%%

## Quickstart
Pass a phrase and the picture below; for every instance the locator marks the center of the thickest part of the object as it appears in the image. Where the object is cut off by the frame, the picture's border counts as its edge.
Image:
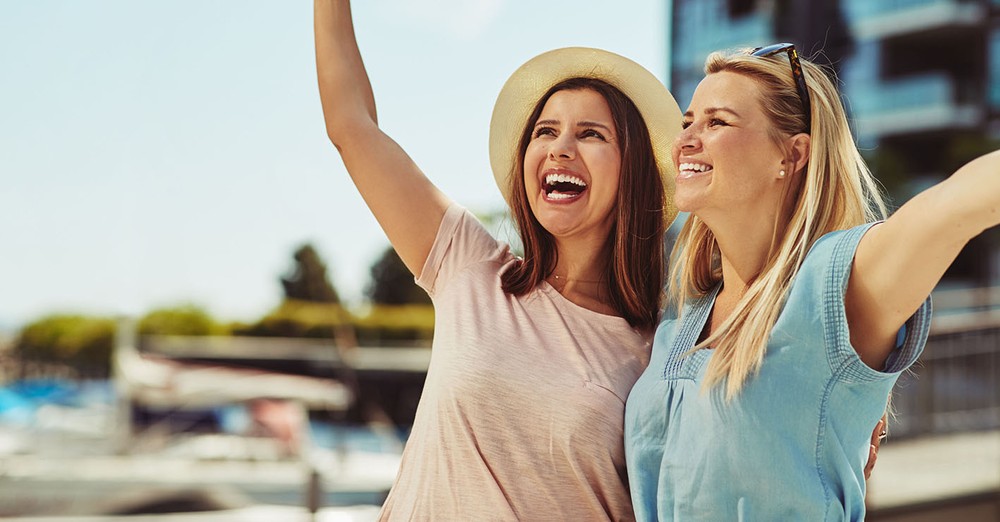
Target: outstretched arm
(406, 204)
(899, 262)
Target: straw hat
(530, 81)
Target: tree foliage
(79, 341)
(392, 283)
(308, 280)
(186, 319)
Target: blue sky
(157, 153)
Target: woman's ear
(798, 149)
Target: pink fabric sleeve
(461, 242)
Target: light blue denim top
(793, 444)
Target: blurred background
(198, 313)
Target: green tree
(392, 283)
(308, 280)
(180, 320)
(81, 342)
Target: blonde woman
(521, 416)
(793, 305)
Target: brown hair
(634, 272)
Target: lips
(687, 170)
(563, 186)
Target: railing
(956, 384)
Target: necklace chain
(568, 280)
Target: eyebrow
(587, 124)
(712, 110)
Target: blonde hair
(837, 191)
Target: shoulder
(461, 242)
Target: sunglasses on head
(800, 79)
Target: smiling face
(572, 165)
(727, 159)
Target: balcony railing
(917, 103)
(956, 384)
(886, 18)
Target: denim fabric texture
(793, 444)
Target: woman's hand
(406, 204)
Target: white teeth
(697, 167)
(564, 178)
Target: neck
(580, 277)
(581, 262)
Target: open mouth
(688, 170)
(563, 186)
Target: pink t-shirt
(522, 412)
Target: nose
(688, 139)
(563, 147)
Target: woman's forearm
(344, 88)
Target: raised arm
(406, 204)
(899, 262)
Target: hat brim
(530, 82)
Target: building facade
(921, 81)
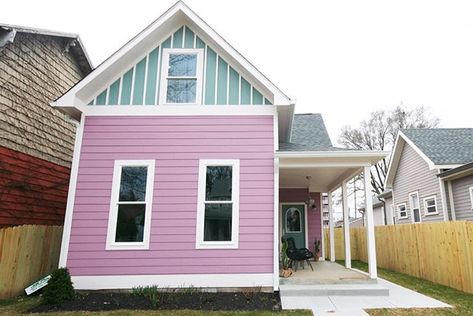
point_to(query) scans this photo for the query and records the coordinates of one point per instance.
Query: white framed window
(471, 196)
(129, 221)
(181, 76)
(430, 205)
(402, 210)
(218, 204)
(414, 205)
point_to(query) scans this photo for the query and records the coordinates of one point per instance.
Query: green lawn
(463, 302)
(21, 305)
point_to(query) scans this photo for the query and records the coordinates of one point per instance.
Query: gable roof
(457, 172)
(72, 42)
(441, 148)
(444, 146)
(309, 129)
(308, 133)
(179, 14)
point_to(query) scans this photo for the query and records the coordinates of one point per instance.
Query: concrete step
(312, 281)
(333, 290)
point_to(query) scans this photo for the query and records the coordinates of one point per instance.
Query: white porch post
(370, 236)
(331, 228)
(322, 235)
(346, 226)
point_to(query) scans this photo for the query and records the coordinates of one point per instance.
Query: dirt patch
(100, 301)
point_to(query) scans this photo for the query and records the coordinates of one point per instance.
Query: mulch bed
(106, 301)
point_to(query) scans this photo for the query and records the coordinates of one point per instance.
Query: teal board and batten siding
(139, 85)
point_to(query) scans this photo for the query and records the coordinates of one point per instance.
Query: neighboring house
(36, 141)
(459, 190)
(430, 175)
(382, 211)
(189, 165)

%%

▶ _Directions for this task_: Can you retype every record above exactly, leaving out the pictures?

▶ _Result for this task_:
## Quickstart
Pass a phrase and the picture below; for every instance the locator marks the center of the thickest part of the object as it appears in the image. Where the object is cut off by the frame, the picture's border counts as its edge.
Image:
Target: outstretched arm
(406, 204)
(899, 262)
Target: straw hat
(530, 81)
Target: tree foliage
(79, 341)
(392, 283)
(308, 280)
(186, 319)
Target: blue sky
(157, 153)
Target: woman's ear
(798, 149)
Target: pink fabric sleeve
(461, 242)
Target: light blue denim top
(793, 444)
Target: blurred background
(198, 313)
Target: green tree
(392, 283)
(308, 280)
(180, 320)
(81, 342)
Target: blonde woman
(521, 416)
(793, 305)
Target: brown hair
(634, 272)
Target: lips
(687, 170)
(563, 186)
Target: railing
(956, 384)
Target: necklace chain
(568, 280)
Target: eyebrow
(587, 124)
(712, 110)
Target: blonde hair
(837, 191)
Target: shoulder
(461, 242)
Target: sunglasses on head
(800, 79)
Target: smiling face
(572, 165)
(727, 159)
Target: balcony railing
(917, 103)
(956, 384)
(886, 18)
Target: denim fabric texture
(793, 444)
Target: woman's hand
(406, 204)
Target: white teeth
(697, 167)
(564, 178)
Target: neck
(580, 277)
(581, 262)
Target: open mouth
(688, 170)
(563, 186)
Target: pink t-shirt
(522, 412)
Target: nose
(688, 139)
(563, 147)
Target: woman's forearm
(344, 88)
Target: raised arm
(406, 204)
(899, 262)
Target: hat brim
(530, 82)
Target: building facade
(921, 81)
point_to(query) scans this photo for the query and records the coordinates of one point per instance.
Query: white framed window
(471, 196)
(129, 221)
(181, 76)
(430, 205)
(402, 210)
(218, 204)
(414, 205)
point_to(query) scans this photo for the query and records the coordinates of one point per instance.
Query: green lawn
(463, 302)
(21, 305)
point_to(query) scans this photo for the query and records the coordinates of one point per instance.
Query: gable roof
(457, 172)
(72, 42)
(441, 148)
(444, 146)
(309, 129)
(308, 133)
(179, 14)
point_to(query) scans this photo for the query and records the coordinates of one point per instance.
Query: concrete step
(312, 281)
(333, 290)
point_to(query) scans this photo for the query and records the coordinates of one point per instance.
Query: white porch post
(370, 236)
(331, 228)
(322, 235)
(346, 226)
point_to(query) scans this photo for the query and records the coordinates of one point per instance.
Query: dirt patch
(100, 301)
point_to(query) scans this photo for the query and records the coordinates of one point per instance.
Query: mulch bed
(106, 301)
point_to(query) scans this photo for the query and records the coordinates of one point per instance.
Query: teal board and batten siding
(139, 85)
point_to(query) scans this photo for the query and records the coordinates of one point per instance.
Query: neighboring house
(36, 141)
(459, 190)
(430, 175)
(382, 211)
(189, 165)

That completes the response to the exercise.